-- START OF Text provided --

I have a query which sometimes runs really fast and sometimes incredibly slowly depending on the number of results that match a full text boolean search within the query.
The query also contains a subquery.
Without the subquery the main query is always fast.
The subquery by itself is also always fast.
But together they are very slow.
Removing the full text search from a where clause and instead ordering by the full text search is really fast.
So it's only slow then when using a full text search search within a where.
That's the simple readable overview, exact queries are below.
I've included the schema at the bottom although it will be difficult to replicate without my dataset which unfortunately I can't share.
I've included the counts and increments in the example queries to give some indication of the data size involved.
I actually have a solution by simply accepting a result which includes irrelevant data and then filtering out that data in PHP. But i'd like to understand why my queries are performing poorly and how I might be able to resolve the issue in MySQL.

-- END OF Text provided --
-- START OF Records to process --

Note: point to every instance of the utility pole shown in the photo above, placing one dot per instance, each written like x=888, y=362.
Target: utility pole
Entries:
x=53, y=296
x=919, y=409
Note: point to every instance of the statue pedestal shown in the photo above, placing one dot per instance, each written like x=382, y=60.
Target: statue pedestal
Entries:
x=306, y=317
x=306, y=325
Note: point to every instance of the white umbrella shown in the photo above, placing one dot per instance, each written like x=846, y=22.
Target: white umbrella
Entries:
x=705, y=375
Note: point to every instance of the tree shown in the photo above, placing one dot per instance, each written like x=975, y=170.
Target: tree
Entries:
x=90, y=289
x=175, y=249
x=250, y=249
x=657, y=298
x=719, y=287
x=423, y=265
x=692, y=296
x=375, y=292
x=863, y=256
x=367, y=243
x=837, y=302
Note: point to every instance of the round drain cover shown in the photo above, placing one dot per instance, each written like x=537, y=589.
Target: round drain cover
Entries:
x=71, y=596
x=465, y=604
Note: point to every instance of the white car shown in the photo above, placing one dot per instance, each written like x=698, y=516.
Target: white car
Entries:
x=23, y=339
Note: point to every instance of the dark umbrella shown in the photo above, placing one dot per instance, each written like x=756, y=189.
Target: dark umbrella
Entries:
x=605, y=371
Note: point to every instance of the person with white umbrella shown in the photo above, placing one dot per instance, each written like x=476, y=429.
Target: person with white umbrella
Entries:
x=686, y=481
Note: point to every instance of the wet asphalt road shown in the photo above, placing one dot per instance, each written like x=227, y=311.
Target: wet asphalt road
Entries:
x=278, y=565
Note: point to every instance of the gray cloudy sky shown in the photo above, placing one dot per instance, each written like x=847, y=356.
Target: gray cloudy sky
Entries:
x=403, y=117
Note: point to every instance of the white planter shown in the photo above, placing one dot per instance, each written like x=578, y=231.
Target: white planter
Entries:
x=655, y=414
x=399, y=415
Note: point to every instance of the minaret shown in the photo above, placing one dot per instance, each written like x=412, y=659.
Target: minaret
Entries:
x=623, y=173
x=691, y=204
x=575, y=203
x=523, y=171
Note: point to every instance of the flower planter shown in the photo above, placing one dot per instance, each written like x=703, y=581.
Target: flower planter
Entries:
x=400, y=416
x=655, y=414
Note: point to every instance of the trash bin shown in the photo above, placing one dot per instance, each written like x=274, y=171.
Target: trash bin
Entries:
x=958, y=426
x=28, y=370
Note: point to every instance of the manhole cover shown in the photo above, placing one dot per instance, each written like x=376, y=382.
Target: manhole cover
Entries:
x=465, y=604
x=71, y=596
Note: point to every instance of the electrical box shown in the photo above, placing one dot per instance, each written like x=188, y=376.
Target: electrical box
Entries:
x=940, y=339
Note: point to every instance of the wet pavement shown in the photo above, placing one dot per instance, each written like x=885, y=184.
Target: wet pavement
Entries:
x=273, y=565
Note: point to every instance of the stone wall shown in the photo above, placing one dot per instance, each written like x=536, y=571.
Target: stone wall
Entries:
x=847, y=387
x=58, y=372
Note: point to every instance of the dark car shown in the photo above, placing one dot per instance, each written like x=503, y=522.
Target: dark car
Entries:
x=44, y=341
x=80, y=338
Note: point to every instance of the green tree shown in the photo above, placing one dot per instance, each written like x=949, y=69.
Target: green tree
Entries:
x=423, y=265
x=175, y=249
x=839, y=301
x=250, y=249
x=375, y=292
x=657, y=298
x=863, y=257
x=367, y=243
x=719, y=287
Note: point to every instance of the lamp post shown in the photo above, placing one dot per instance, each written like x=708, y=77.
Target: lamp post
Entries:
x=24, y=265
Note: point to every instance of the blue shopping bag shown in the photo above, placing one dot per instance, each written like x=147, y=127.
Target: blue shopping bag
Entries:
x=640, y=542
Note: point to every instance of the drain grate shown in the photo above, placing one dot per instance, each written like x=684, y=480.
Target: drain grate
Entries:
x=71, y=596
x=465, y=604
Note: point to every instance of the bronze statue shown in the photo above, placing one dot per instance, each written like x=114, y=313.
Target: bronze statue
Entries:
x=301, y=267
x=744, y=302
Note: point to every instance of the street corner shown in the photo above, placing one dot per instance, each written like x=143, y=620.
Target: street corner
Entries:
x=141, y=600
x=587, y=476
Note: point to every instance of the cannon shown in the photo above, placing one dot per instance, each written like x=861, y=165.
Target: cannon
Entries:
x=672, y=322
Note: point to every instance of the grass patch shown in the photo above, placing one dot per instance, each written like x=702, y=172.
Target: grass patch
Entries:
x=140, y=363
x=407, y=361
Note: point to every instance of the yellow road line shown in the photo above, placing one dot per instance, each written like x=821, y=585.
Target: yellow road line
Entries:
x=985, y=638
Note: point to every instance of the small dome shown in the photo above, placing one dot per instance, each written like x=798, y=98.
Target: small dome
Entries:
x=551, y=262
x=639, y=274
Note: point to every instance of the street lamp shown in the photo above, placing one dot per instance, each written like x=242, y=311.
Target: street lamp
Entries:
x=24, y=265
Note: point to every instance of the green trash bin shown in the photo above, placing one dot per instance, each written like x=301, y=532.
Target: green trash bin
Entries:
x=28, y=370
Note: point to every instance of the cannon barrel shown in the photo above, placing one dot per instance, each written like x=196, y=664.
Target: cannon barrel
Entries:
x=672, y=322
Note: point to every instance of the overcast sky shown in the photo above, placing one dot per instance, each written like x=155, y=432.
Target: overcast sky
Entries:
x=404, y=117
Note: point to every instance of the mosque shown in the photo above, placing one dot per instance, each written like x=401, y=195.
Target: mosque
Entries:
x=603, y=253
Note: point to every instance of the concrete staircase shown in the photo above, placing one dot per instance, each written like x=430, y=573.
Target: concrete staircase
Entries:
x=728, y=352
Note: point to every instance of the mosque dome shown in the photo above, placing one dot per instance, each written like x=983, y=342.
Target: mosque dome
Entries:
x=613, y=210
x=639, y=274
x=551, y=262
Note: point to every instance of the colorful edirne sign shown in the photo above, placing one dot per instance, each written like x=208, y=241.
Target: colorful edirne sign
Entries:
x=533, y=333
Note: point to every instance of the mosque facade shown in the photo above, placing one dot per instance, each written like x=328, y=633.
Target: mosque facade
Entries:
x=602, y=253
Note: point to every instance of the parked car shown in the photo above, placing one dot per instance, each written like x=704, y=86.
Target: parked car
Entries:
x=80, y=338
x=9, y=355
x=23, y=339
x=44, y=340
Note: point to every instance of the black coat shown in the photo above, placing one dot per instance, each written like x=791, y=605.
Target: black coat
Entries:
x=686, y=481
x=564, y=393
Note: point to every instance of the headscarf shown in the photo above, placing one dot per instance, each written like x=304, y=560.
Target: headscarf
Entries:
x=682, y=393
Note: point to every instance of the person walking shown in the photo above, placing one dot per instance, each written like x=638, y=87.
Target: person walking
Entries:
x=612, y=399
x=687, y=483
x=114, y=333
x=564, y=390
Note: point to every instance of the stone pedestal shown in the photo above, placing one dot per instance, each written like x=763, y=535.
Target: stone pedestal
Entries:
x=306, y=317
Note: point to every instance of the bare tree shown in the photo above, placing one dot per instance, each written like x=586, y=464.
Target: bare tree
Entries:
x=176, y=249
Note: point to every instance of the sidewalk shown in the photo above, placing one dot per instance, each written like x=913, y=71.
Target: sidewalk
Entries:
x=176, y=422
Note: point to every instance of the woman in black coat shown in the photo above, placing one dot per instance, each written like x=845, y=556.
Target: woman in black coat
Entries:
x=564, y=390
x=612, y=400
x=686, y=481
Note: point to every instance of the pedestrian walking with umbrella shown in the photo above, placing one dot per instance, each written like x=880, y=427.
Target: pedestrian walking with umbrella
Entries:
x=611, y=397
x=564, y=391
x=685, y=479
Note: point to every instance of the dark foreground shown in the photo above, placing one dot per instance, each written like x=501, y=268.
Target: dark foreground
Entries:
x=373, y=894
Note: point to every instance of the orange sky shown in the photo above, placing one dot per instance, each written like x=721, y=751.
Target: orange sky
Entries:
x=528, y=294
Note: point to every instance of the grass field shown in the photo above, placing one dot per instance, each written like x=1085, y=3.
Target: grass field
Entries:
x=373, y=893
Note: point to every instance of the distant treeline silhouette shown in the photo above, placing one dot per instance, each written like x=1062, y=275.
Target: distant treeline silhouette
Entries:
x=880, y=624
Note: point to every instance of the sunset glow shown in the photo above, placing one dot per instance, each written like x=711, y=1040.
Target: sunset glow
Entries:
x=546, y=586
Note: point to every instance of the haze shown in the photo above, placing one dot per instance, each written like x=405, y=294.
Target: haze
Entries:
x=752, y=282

-- END OF Records to process --

#### Given problem 1
Copy out the records word for word, from the start of the records through the line that contains "x=403, y=117", including both of those lines.
#### Given problem 2
Write the next part of the post about the slow MySQL query with a full-text search and a subquery, starting right after its last sentence.

#### Output 1
Note: point to every instance of the utility pole shown in the photo above, placing one dot per instance, each written like x=888, y=362.
Target: utility pole
Entries:
x=53, y=296
x=919, y=409
Note: point to every instance of the statue pedestal shown in the photo above, placing one dot per instance, each written like x=382, y=60.
Target: statue pedestal
Entries:
x=306, y=317
x=306, y=325
Note: point to every instance of the white umbrella shown in the photo above, placing one dot per instance, each written like x=846, y=22.
Target: white umbrella
Entries:
x=705, y=375
Note: point to every instance of the tree shown in the photo above, placing one dot per instance, each written like x=975, y=170.
Target: tree
Entries:
x=90, y=289
x=175, y=249
x=250, y=249
x=657, y=298
x=719, y=287
x=423, y=265
x=692, y=296
x=375, y=292
x=863, y=256
x=367, y=243
x=837, y=302
Note: point to every instance of the round drain cover shown in the photo above, placing one dot per instance, each written like x=537, y=589.
Target: round drain cover
Entries:
x=71, y=596
x=465, y=604
Note: point to every instance of the white car shown in the photo above, placing one dot per instance, each written like x=698, y=516.
Target: white car
Entries:
x=23, y=339
Note: point to every instance of the dark umbrella shown in the photo above, placing one dot per instance, each written like x=756, y=189.
Target: dark umbrella
Entries:
x=605, y=371
Note: point to every instance of the person with white umbrella shown in the photo above, placing one dot per instance, each written like x=476, y=429.
Target: person with white umbrella
Entries:
x=686, y=481
Note: point to every instance of the wet asphalt road shown in the photo above, placing one dot per instance, each written like x=227, y=311.
Target: wet asphalt road
Entries:
x=278, y=565
Note: point to every instance of the gray cloudy sky shown in the photo above, placing one dot per instance, each written like x=847, y=356.
Target: gray cloudy sky
Entries:
x=403, y=117

#### Output 2
In particular i'm confused why it's fast with the full text search in an order by but not with it in the where.
The query I want (slow)
I've got a query that looks like this:
select
*,
MATCH (name) AGAINST ('Old Tra*' IN BOOLEAN MODE) AS relevance_score
from
`app_records`
where
`id` in (
select
distinct(app_record_parents.record_id)
from
`app_group_records`
inner join `app_record_parents`
on `app_record_parents`.`parent_id` = `app_group_records`.`record_id`
where
`group_id` = 3
)
and
MATCH (name) AGAINST ('Old Tra*' IN BOOLEAN MODE)
order by
`relevance_score` desc
limit
10;
This query takes 10 seconds.
This is too long for this sort of query, I need to be looking at milliseconds.
But the two queries run really fast when run by themselves.
The sub select by itself
select distinct(app_record_parents.record_id)
from
`app_group_records`
inner join
`app_record_parents`
on `app_record_parents`.`parent_id` = `app_group_records`.`record_id`
where
`group_id` = 3
The sub select by itself takes 7ms with 2600 results.
The main query without the sub select
select
*,
MATCH (name) AGAINST ('Old Tra*' IN BOOLEAN MODE) AS relevance_score
from
`app_records`
where
MATCH (name) AGAINST ('Old Tra*' IN BOOLEAN MODE)
order by
`relevance_score` desc
limit
10;
The main query without the sub select takes 6ms with 2971 possible results (obviously there's a limit 10 there).
It's faster with less results
The same query but matching against "Old Traf" rather than "Old Tra" takes 300ms.
The number of results are obviously different when using "Old Traf" vs "Old Tra".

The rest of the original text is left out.